• [STATED PROBLEM]: Put the entries below into a Markdown table with two columns, Row (a running number) and Line (the line itself), skipping any blank lines. Leave the pictures out.

═══

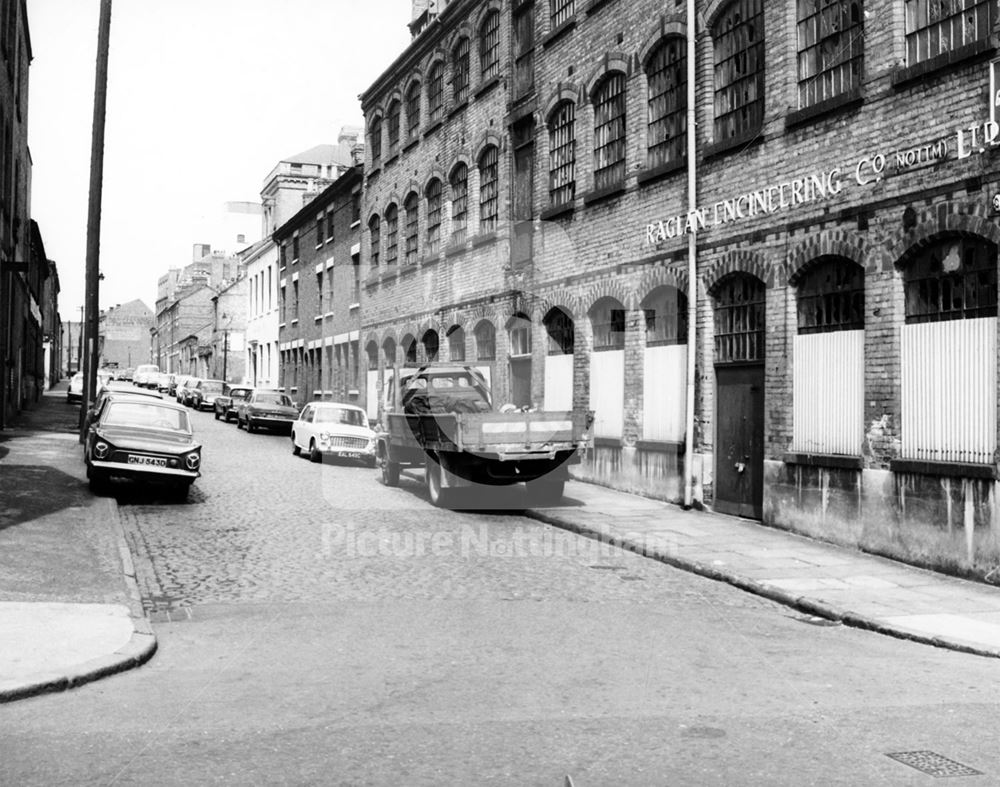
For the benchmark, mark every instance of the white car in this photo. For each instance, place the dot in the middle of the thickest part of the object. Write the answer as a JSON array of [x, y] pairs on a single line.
[[335, 430]]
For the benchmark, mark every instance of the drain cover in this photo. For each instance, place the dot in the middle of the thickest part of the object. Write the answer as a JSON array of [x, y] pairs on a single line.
[[932, 763]]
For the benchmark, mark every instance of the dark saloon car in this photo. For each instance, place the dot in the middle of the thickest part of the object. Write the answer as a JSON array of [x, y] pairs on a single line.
[[266, 409], [144, 439], [225, 405]]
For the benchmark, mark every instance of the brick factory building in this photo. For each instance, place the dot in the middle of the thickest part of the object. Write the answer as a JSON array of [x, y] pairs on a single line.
[[527, 207]]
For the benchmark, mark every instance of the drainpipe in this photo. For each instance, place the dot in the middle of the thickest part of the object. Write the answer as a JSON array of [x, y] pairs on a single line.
[[692, 260]]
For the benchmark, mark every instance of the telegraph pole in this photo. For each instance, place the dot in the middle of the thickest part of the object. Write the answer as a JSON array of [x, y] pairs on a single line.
[[94, 213]]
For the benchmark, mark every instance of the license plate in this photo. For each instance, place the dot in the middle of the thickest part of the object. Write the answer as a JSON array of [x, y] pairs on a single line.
[[147, 460]]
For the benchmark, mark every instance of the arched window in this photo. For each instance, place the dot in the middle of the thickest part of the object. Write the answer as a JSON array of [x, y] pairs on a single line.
[[486, 341], [459, 203], [934, 28], [831, 47], [609, 131], [489, 46], [607, 319], [952, 279], [666, 72], [489, 202], [738, 37], [374, 230], [431, 344], [456, 343], [375, 139], [739, 320], [413, 110], [460, 70], [562, 154], [435, 93], [665, 313], [412, 208], [434, 216], [391, 234], [392, 121]]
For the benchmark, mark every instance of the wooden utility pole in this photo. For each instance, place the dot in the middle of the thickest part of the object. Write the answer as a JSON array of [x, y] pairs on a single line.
[[91, 351]]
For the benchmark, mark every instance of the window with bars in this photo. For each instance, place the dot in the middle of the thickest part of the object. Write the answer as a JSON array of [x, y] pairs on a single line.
[[486, 341], [392, 122], [607, 320], [374, 230], [952, 279], [391, 234], [665, 314], [561, 332], [489, 201], [561, 11], [456, 343], [738, 37], [460, 70], [562, 154], [489, 46], [934, 27], [375, 139], [459, 203], [831, 47], [435, 93], [666, 73], [739, 320], [412, 240], [831, 297], [413, 110], [433, 216], [609, 131]]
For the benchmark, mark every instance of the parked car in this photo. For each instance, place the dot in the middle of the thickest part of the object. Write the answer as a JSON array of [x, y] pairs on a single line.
[[184, 389], [335, 430], [75, 391], [225, 405], [266, 409], [144, 375], [143, 439]]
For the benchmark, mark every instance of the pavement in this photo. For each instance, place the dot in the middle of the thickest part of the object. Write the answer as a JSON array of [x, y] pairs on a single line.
[[71, 612]]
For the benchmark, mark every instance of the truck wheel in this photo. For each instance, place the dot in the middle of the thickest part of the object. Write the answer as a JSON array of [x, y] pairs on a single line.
[[546, 491], [390, 471], [435, 491]]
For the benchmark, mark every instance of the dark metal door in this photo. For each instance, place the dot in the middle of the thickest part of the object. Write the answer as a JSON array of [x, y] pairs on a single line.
[[739, 450]]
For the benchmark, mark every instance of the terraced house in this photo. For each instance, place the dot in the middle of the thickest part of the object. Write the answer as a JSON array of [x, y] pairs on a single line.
[[785, 211]]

═══

• [FINAL RESULT]:
| Row | Line |
|---|---|
| 1 | For the benchmark, mark every instance of the white car in this photo. For each instance, place the dot in the middle of the thickest part of the object. Write the answer as a JSON array of [x, y] pairs on a single line. |
| 2 | [[335, 430]] |
| 3 | For the benchmark, mark every instance of the drain cover in this photo. For each instance, place the dot in the middle of the thickest part of the object. Write the answer as a JSON array of [x, y] pairs on a single line. |
| 4 | [[932, 763]] |
| 5 | For the benchmark, mark every instance of the dark saloon car in this photo. For each instance, place the dot in the middle of the thickest part of the object. Write the answer as a JSON array of [x, y] pairs on a single line. |
| 6 | [[266, 409], [144, 439], [225, 405]] |
| 7 | For the benchmark, mark every instance of the brick factory building in this photo. For each instance, place the dot in the middle of the thickest part of the object. Write the answer as a JSON array of [x, y] pairs on a single line. |
| 8 | [[527, 207]] |
| 9 | For the benchmark, mark every instance of the drainpipe in this photo. For each instance, place the dot in the middle of the thickest part of the object. Write the answer as a JSON array of [x, y] pairs on a single line. |
| 10 | [[692, 260]] |
| 11 | For the benchmark, mark every instance of the telegraph pole in this photo. For each instance, place the dot in the middle of the thickest part of the object. Write the answer as a JSON array of [x, y] pairs on a single line. |
| 12 | [[94, 213]] |
| 13 | For the benchmark, mark every instance of the license plate in this photo. For each instance, place the dot in the middle of the thickest part of the object. Write the answer as a JSON array of [x, y] pairs on a single line. |
| 14 | [[147, 460]] |
| 15 | For the benchmark, mark every instance of the arched window in this photo. For each instance, place the dot in the middle of the thickest part of the object. Write the answer as a JSON array of [x, y] pairs on a single line. |
| 16 | [[486, 341], [459, 203], [934, 28], [831, 47], [609, 131], [489, 46], [607, 319], [952, 279], [666, 72], [489, 202], [738, 37], [374, 230], [431, 344], [456, 343], [375, 139], [739, 320], [413, 110], [460, 70], [562, 154], [435, 93], [665, 313], [412, 208], [434, 216], [391, 234], [392, 121]] |
| 17 | For the benchmark, mark every instance of the wooden utility pole in this photo. For each instance, place the dot in the middle of the thickest part of the object. Write the answer as a JSON array of [x, y] pairs on a single line. |
| 18 | [[91, 351]] |
| 19 | For the benchmark, mark every instance of the window with bars in this photo. For each instance, place the dot in the middle of the thickest part of the object. Write the answer as a JSON array of [x, y] pairs on a single line. |
| 20 | [[486, 341], [392, 122], [607, 320], [374, 230], [952, 279], [391, 234], [665, 314], [561, 332], [489, 201], [561, 11], [456, 343], [738, 37], [460, 70], [562, 154], [489, 46], [934, 27], [375, 139], [459, 203], [831, 47], [435, 93], [666, 73], [739, 320], [412, 240], [831, 297], [413, 110], [433, 216], [609, 131]] |
| 21 | For the benchmark, mark every instance of the parked car in this photo. For each instance, place the dot in the middle of the thickest part of the object. Write the answer as a JSON array of [x, y] pairs on a single line. |
| 22 | [[184, 389], [335, 430], [75, 391], [225, 405], [266, 409], [144, 375], [143, 439]] |
| 23 | For the benchmark, mark every instance of the pavement in this photo. For each instance, place the dot in the middle of the thickest part of the object. Write the answer as a JSON array of [x, y] pairs on a single line. |
| 24 | [[71, 612]] |
| 25 | For the benchmark, mark every instance of the truck wheel in this photo. For each instance, place the dot in the middle of the thickest part of the object. Write the answer as a JSON array of [x, y] pairs on a single line. |
| 26 | [[546, 491], [390, 471], [435, 491]] |
| 27 | For the benchmark, mark every instance of the dark metal door in this photo. For each instance, place the dot in the middle of the thickest part of the object. Write the answer as a JSON array of [x, y] pairs on a single line. |
| 28 | [[739, 450]] |
| 29 | For the benchmark, mark every instance of the terraced house in this photo. For each instance, place the dot in the middle of the thickest part of the object. Write the answer as a JSON array of [x, y] pairs on a single line. |
| 30 | [[785, 211]] |